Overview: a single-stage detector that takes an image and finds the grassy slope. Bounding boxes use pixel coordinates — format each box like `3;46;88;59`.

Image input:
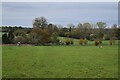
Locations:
2;44;118;78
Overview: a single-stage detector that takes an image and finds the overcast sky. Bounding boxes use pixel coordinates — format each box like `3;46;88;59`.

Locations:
2;2;118;27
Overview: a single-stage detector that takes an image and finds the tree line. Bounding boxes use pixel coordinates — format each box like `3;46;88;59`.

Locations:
1;17;120;45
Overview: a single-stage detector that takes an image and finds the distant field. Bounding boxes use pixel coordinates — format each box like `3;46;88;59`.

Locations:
2;42;118;78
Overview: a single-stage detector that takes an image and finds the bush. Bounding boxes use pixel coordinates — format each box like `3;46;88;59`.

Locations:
89;34;95;41
65;39;73;45
65;40;70;45
14;36;27;44
109;39;115;45
2;33;9;44
95;40;99;46
79;38;84;45
109;40;113;45
70;39;73;45
83;38;88;45
94;40;102;46
51;32;59;43
79;38;88;45
14;29;26;37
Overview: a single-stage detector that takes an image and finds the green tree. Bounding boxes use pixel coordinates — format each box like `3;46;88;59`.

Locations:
14;29;26;37
30;28;51;45
51;32;59;43
47;24;58;34
8;30;14;43
40;29;51;44
31;17;52;45
77;23;83;31
116;27;120;40
48;24;54;34
82;22;92;38
97;22;107;29
111;24;118;38
14;36;27;44
2;33;9;44
96;22;107;40
67;23;75;32
59;27;68;37
29;28;42;44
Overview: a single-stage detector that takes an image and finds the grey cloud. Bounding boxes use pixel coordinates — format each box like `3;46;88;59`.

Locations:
2;2;118;27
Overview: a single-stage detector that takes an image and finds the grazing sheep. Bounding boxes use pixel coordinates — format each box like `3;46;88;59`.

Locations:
17;42;21;46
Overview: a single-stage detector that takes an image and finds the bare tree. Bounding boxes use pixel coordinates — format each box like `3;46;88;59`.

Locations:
33;17;48;29
82;22;92;38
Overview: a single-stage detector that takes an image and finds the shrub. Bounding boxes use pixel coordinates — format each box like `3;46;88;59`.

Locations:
79;38;84;45
65;39;73;45
109;39;115;45
2;33;9;44
89;34;95;41
83;38;88;45
65;40;70;45
51;32;59;43
70;39;73;45
29;28;52;45
95;38;102;46
109;40;113;45
94;40;99;46
14;36;27;44
14;29;26;37
79;38;88;45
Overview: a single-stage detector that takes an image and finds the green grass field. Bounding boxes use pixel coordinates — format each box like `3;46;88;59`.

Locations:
2;41;118;78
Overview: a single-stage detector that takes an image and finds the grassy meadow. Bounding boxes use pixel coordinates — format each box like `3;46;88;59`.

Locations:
2;40;118;78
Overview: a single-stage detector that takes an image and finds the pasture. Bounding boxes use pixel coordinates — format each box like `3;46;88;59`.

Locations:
2;41;118;78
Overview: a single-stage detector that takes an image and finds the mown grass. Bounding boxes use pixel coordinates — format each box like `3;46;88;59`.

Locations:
2;42;118;78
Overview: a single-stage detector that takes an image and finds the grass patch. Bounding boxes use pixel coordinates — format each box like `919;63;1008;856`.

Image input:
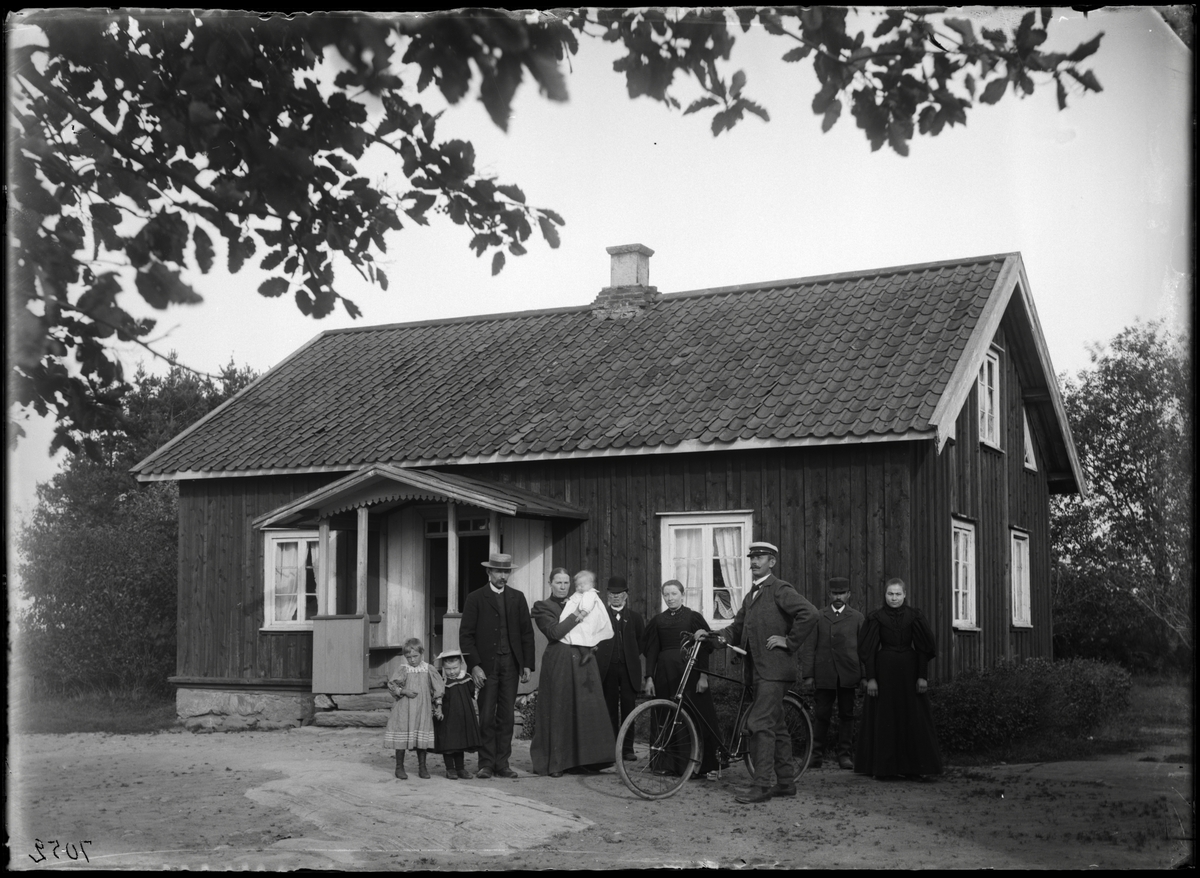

▶ [Problem statement] Each entry above needs to be restated without a single word changed; skip the images.

▶ [Worked solution]
Overview: a single-stage detector that takes an image and finds the grassy slope. Bounding boxes use pixel coordinates — format each box like `3;46;88;59`.

Image input:
Locations:
2;44;118;78
Overview: a single-stage detector that takes an image and finds the overcast sky. Bounding boxes use pixel coordinates — format each box like `3;46;88;59`.

Locations:
2;2;118;27
Overview: a single-stage detector that takes an image and finds the tree line. Bounding boxes use pixel coordinates — format each box like `3;46;88;59`.

Locations:
1;17;120;45
Overview: a single-stage detector that takes an image and finds the distant field. Bounding boxes use pixel coordinates — format each box like `3;46;88;59`.

Locations:
2;42;118;78
Overview: a single-stage detector that takes an image and finds the bush. Bounding boxes use pixel coordinates — format each box like `3;46;88;59`.

Locations:
89;34;95;41
65;39;73;45
65;40;70;45
14;36;27;44
109;39;115;45
2;33;9;44
95;40;99;46
79;38;84;45
109;40;113;45
70;39;73;45
83;38;88;45
94;40;102;46
51;32;59;43
79;38;88;45
14;29;26;37
Overview: a single-stage detector that takes an image and finds the green tree. Bounding boxes use pixel coordinates — format each box like `3;46;88;59`.

Locations:
14;29;26;37
30;28;51;45
51;32;59;43
47;24;58;34
8;30;14;43
40;29;51;44
31;17;52;45
77;23;83;31
116;27;120;40
48;24;54;34
82;22;92;38
97;22;107;29
111;24;118;38
14;36;27;44
2;33;9;44
96;22;107;40
67;23;75;32
59;27;68;37
29;28;42;44
Overview: a single-stage detector that takes an image and finds the grey cloud. Bounding boxes use pixel coordinates — format each box like `3;46;88;59`.

Locations:
2;2;118;27
Overview: a single-stage detector that takes an image and finds the grazing sheep. Bounding boxes use pixel coordinates — format each box like `3;46;88;59`.

Locations:
17;42;21;46
Overview: a single-stage detector that takes an image and finds the bare tree. Bounding boxes use pixel coordinates — format each box like `3;46;88;59`.

Locations:
33;17;48;29
82;22;92;38
Overview: a single-stage detector that takes an image and finds the shrub. Bounding boxes use pixel coordinates — format each box like `3;46;88;59`.

Locations:
79;38;84;45
65;39;73;45
109;39;115;45
2;33;9;44
89;34;95;41
83;38;88;45
65;40;70;45
51;32;59;43
70;39;73;45
29;28;52;45
95;38;102;46
109;40;113;45
94;40;99;46
14;36;27;44
14;29;26;37
79;38;88;45
Overview: a single-stage detector that takes an image and finds the green grass field. Bounding boxes use pixel coordinates — format each box like `3;46;88;59`.

Locations:
2;41;118;78
Overview: a single-stage detector that takes an image and finds the grassy meadow. Bounding boxes use pixel coordinates — format each box like `3;46;88;59`.

Locations:
2;40;118;78
Overview: a single-stage detector that takes an image and finds the pasture. Bounding boxes use pixel coordinates — format each box like `3;46;88;59`.

Locations:
2;41;118;78
Overview: a single-stage detector that takes an image and finds the mown grass. Bounding boxes use pixel coordinates — format each box like `3;46;88;59`.

Locations:
2;42;118;78
Overview: a single-stage detector that takes an image and finds the grass patch. Bounding boxes use pixel coordinates — format each box like `919;63;1008;856`.

Image input:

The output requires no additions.